• **Do this**: Could you reproduce every one of the records below word for word, leaving out the pictures?

-- Begin Data entries --

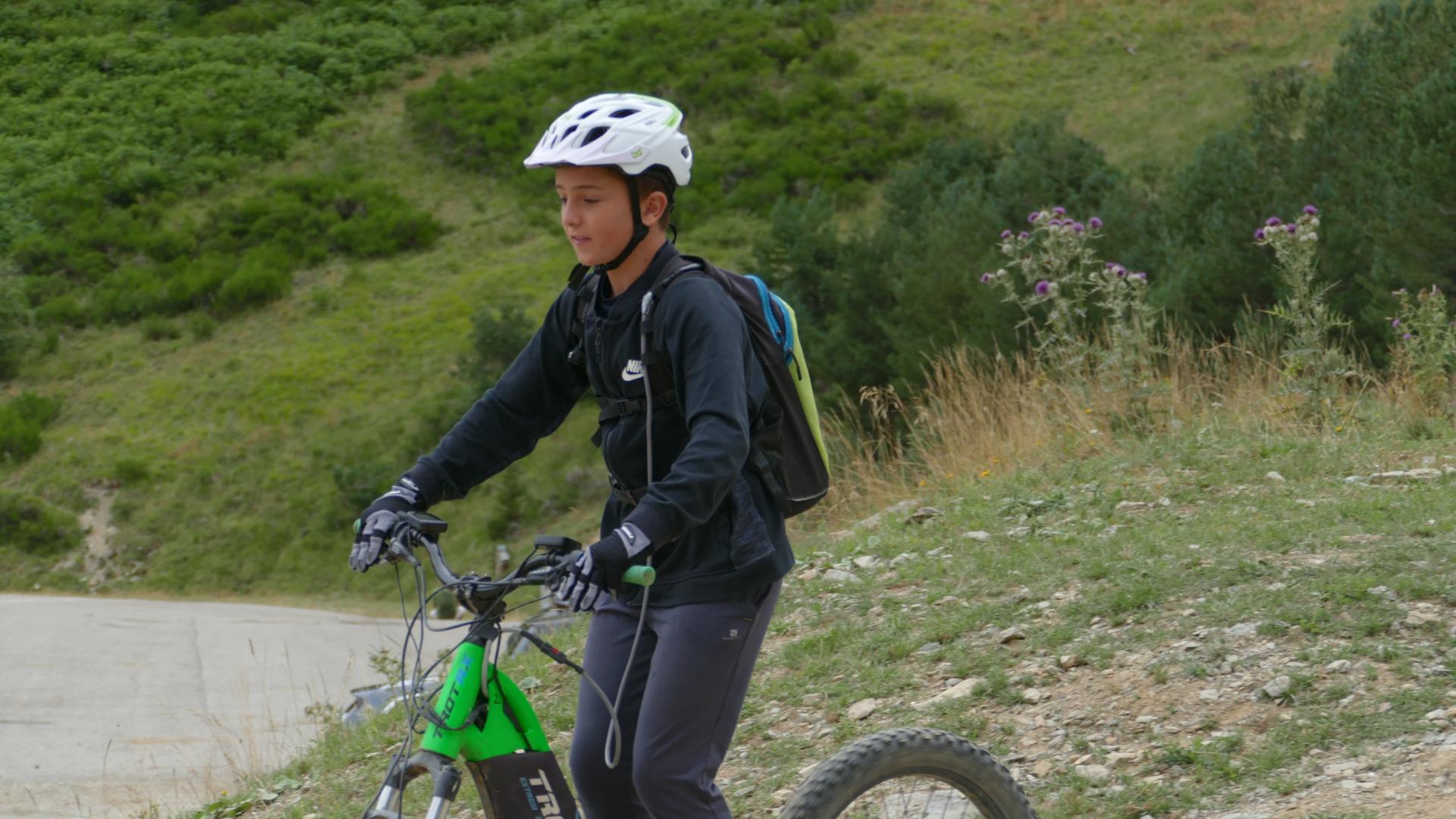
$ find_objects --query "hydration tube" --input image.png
[601,288,652,771]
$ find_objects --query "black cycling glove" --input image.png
[350,468,429,571]
[554,523,651,612]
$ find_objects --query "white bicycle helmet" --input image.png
[526,93,693,185]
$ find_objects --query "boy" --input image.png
[350,93,793,819]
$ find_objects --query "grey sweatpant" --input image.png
[571,582,780,819]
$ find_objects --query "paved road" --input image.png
[0,595,448,819]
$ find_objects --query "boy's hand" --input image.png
[554,526,646,612]
[350,476,424,573]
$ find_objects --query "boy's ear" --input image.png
[642,191,667,229]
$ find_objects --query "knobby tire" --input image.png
[779,727,1037,819]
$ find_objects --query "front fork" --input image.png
[364,751,460,819]
[364,623,551,819]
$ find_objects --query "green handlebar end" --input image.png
[622,566,657,586]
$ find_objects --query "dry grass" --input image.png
[824,320,1440,523]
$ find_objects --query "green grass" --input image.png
[187,416,1456,819]
[0,3,1385,607]
[840,0,1373,169]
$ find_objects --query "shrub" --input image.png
[0,493,82,557]
[462,299,537,392]
[755,120,1146,392]
[212,248,293,315]
[406,3,958,213]
[0,270,30,379]
[0,392,61,460]
[187,313,217,341]
[112,457,152,485]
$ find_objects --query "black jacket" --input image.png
[413,242,793,605]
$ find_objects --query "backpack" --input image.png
[568,255,828,517]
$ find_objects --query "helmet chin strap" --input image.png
[597,177,648,270]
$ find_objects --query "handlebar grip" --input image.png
[622,566,657,586]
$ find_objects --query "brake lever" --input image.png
[384,539,419,568]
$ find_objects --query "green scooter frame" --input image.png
[366,621,576,819]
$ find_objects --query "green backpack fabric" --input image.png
[571,255,828,517]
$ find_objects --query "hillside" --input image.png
[0,3,1364,602]
[196,410,1456,819]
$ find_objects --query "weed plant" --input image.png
[1254,206,1360,425]
[1391,284,1456,414]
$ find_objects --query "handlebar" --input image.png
[384,512,657,593]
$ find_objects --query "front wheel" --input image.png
[779,729,1037,819]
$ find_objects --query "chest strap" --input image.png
[597,389,677,424]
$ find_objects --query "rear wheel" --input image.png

-- End Data entries --

• **Task response**:
$ find_objects --query "hydration tube" --input image.png
[601,288,652,771]
$ find_objects --query "black cycling glove" --input image.png
[350,468,429,571]
[554,523,651,612]
$ find_objects --query "white bicycle helmet" --input image.png
[526,93,693,185]
$ find_objects --query "boy" --input image.png
[350,93,793,819]
$ find_objects --query "grey sweatpant" --input image.png
[571,582,780,819]
$ find_objects --query "paved road" --input image.png
[0,595,448,819]
$ find_objects --query "boy's hand" --input image.png
[554,526,646,612]
[350,476,424,573]
$ find_objects --query "boy's ear" --input image.png
[642,191,667,229]
$ find_objects --query "knobby tire" --input image.png
[779,727,1037,819]
$ find_objects --query "front fork" --input image.png
[364,751,460,819]
[364,623,551,819]
$ find_objects --query "green handlebar end" --input image.png
[622,566,657,586]
$ find_objects --query "dry grass" --input image.png
[824,320,1440,523]
$ find_objects --query "green grass" --input image.png
[187,416,1456,819]
[0,3,1385,607]
[840,0,1373,169]
$ find_objects --query "shrub" --input image.png
[0,493,82,557]
[462,299,537,392]
[755,120,1146,392]
[212,248,293,315]
[406,3,958,213]
[0,270,30,379]
[0,392,61,460]
[187,313,217,341]
[112,457,152,485]
$ find_objects --query "black jacket" --input image.png
[413,242,793,605]
$ find_objects --query "backpack" --input image.png
[568,255,828,517]
$ find_objects --query "helmet chin strap" --input image.png
[597,177,648,270]
$ find_objects --query "handlebar grip" --input image.png
[622,566,657,586]
$ find_objects --query "brake lever" --input image.png
[384,539,419,568]
$ find_objects --query "green scooter frame" --input image.png
[366,621,576,819]
$ find_objects --query "green backpack fabric" --input image.png
[571,255,828,517]
$ find_objects --query "hillside" --input image.png
[0,3,1364,602]
[196,410,1456,819]
$ find_objects --query "weed plant" --input image.png
[1254,206,1360,425]
[1391,284,1456,414]
$ find_objects --query "handlebar" --input image.png
[384,512,657,593]
$ find_objects --query "front wheel" --input image.png
[779,729,1037,819]
$ find_objects --query "chest strap" --input image.png
[597,389,677,424]
$ find_objects --query "rear wheel" --input image.png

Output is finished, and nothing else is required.